- _ENUNCIADO 1_
Reescreva as linhas das entradas começando pela linha com "the car window" e seguindo até o fim das entradas, com os pedidos incluídos. Some 39 a cada número das coordenadas nas respostas.

- _TRECHO DO DOCUMENTO_
Por Fátima Abrantes, coordenadora do Orçamento Participativo
da Secretaria Municipal de Planejamento, Fazenda e Tecnologia da Informação
(Sempla)
“Uma noite ficamos sem luz elétrica. Aí passei a
noite toda lembrando do meu filho que ficou lá no interior. Quando amanheceu o
dia, ele [o novo namorado] disse: hoje vocês vão ver o mar... Lá é pra lá de
bonito! Fiquei tão sugestionada de ver aquele marzão que caí no choro... E olha
que eu sou muito dura pra chorar. Senti uma coisa dentro de mim que me mandava
ficar quieta. Fiquei lá, parada. Meus meninos saíram aos pinotes para dentro da
água, eu não! Deitei e fiquei lá na beira até a boca da noite.”*
Esse é um trecho de “Abraço do Mar”, publicado na Rede
HumanizaSUS, que tem o propósito de refletir sobre a violência contra as
mulheres no Brasil para além dos quantitativos e das estatísticas. São fragmentos
em linguagem poética que navegam entre as ondas da violência.
Nós, da Secretaria
Municipal de Planejamento, Fazenda e Tecnologia da Informação, entendemos
que o Dia Internacional da Mulher é um bom momento para tentarmos ultrapassar o
mar de números sobre agressões e mortes (que infelizmente dão conta de como
ainda estamos longe da igualdade de gênero) para refletirmos um pouco mais
profundamente sobre os horizontes e possibilidades de combate a uma violência, tão
presente no nosso cotidiano, na nossa história e na nossa cultura, que corre o
risco de passar despercebida, seja no ambiente doméstico, nas relações de
trabalho ou nas políticas públicas excludentes, sob a forma física, sexual,
econômica e psicológica. A violência não é um problema da mulher, mas uma
questão social, de direitos humanos e de saúde pública, e os governos têm a
obrigação de combatê-la utilizando todas as ferramentas que possui (e
produzindo outras).

- _DADOS EXTRAÍDOS_
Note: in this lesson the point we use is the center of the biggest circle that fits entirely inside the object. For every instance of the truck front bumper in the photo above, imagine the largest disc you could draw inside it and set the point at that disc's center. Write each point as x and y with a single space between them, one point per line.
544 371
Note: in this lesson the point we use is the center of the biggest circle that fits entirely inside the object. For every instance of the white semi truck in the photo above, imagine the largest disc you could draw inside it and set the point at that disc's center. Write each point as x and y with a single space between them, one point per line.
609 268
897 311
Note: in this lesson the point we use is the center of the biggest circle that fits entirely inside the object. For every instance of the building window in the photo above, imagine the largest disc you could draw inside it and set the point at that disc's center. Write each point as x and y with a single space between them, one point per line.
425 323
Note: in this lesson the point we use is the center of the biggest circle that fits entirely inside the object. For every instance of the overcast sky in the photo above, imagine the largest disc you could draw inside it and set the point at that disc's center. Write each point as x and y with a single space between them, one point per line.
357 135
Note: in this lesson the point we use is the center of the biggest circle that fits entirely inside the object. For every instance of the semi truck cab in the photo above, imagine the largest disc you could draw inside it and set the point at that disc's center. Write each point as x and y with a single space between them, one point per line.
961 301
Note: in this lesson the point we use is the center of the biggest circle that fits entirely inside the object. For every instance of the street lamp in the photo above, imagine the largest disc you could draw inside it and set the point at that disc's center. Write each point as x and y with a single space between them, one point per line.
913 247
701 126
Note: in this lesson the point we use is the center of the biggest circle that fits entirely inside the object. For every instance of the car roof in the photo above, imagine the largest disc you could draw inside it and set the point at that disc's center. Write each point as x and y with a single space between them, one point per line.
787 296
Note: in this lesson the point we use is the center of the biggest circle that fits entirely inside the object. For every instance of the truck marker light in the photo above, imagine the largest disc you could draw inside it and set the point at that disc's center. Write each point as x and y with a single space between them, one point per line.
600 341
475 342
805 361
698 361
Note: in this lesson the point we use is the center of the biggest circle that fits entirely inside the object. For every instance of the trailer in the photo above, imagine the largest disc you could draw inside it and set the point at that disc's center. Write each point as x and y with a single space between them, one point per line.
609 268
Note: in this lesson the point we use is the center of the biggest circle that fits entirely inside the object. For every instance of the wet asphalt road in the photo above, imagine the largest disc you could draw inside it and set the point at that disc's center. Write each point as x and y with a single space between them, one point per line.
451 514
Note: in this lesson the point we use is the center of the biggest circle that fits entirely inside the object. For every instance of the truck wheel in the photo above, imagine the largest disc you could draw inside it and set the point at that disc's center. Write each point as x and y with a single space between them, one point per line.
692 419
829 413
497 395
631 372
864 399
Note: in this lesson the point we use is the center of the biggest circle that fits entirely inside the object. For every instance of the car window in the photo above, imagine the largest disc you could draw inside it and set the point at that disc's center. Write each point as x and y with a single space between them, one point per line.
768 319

- _ENUNCIADO 2_
Qual é o trecho do texto sobre a violência contra as mulheres que começa em "Nós, da Secretaria" e segue até "produzindo outras)."? Copie-o sem nenhuma alteração.

- _SOLUÇÃO COMPLETA 1_
Note: in this lesson the point we use is the center of the biggest circle that fits entirely inside the object. For every instance of the car window in the photo above, imagine the largest disc you could draw inside it and set the point at that disc's center. Write each point as x and y with a single space between them, one point per line.
807 358

- _SOLUÇÃO COMPLETA 2_
Nós, da Secretaria
Municipal de Planejamento, Fazenda e Tecnologia da Informação, entendemos
que o Dia Internacional da Mulher é um bom momento para tentarmos ultrapassar o
mar de números sobre agressões e mortes (que infelizmente dão conta de como
ainda estamos longe da igualdade de gênero) para refletirmos um pouco mais
profundamente sobre os horizontes e possibilidades de combate a uma violência, tão
presente no nosso cotidiano, na nossa história e na nossa cultura, que corre o
risco de passar despercebida, seja no ambiente doméstico, nas relações de
trabalho ou nas políticas públicas excludentes, sob a forma física, sexual,
econômica e psicológica. A violência não é um problema da mulher, mas uma
questão social, de direitos humanos e de saúde pública, e os governos têm a
obrigação de combatê-la utilizando todas as ferramentas que possui (e
produzindo outras).